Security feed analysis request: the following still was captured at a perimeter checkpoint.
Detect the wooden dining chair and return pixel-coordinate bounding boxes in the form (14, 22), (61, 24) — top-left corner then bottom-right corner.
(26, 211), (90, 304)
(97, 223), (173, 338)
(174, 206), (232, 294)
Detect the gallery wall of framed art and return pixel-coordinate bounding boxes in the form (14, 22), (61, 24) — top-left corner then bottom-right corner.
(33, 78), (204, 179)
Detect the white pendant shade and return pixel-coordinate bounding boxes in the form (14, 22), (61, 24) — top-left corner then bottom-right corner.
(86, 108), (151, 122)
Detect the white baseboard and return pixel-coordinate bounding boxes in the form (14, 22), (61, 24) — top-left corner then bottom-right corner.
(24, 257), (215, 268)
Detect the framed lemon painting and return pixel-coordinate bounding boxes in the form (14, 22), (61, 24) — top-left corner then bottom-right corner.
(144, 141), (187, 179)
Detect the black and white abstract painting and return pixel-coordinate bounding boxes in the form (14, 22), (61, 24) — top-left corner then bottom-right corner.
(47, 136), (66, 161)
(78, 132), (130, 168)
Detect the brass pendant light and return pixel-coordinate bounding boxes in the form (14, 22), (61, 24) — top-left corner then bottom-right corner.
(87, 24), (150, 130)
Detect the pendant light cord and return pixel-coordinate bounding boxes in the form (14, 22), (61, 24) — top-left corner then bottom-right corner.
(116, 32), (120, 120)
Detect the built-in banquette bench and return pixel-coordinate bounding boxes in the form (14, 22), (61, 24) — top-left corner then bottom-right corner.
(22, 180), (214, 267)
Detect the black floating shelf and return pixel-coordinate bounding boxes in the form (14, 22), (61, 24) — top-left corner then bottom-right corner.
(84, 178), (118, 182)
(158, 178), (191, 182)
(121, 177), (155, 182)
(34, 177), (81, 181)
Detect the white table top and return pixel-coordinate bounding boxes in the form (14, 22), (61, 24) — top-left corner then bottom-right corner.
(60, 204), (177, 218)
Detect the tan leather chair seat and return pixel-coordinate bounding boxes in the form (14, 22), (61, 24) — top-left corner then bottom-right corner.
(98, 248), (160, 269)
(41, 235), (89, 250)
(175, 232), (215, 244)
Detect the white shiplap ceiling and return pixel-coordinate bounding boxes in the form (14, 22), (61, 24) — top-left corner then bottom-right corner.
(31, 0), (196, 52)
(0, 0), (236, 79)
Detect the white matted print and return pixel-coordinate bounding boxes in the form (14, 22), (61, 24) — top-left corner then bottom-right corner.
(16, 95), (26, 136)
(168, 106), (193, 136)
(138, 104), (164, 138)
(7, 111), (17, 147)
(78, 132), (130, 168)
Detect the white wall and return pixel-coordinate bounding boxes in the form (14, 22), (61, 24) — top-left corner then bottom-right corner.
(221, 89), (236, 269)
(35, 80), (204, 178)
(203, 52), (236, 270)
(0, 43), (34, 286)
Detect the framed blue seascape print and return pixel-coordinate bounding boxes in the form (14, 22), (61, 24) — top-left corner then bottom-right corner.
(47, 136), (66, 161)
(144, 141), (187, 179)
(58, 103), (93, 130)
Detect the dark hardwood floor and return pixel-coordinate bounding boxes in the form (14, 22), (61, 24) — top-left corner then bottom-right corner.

Exercise instructions — Please count the lines in the items above that contain the word "black", and reply with only the number.

Answer below — 2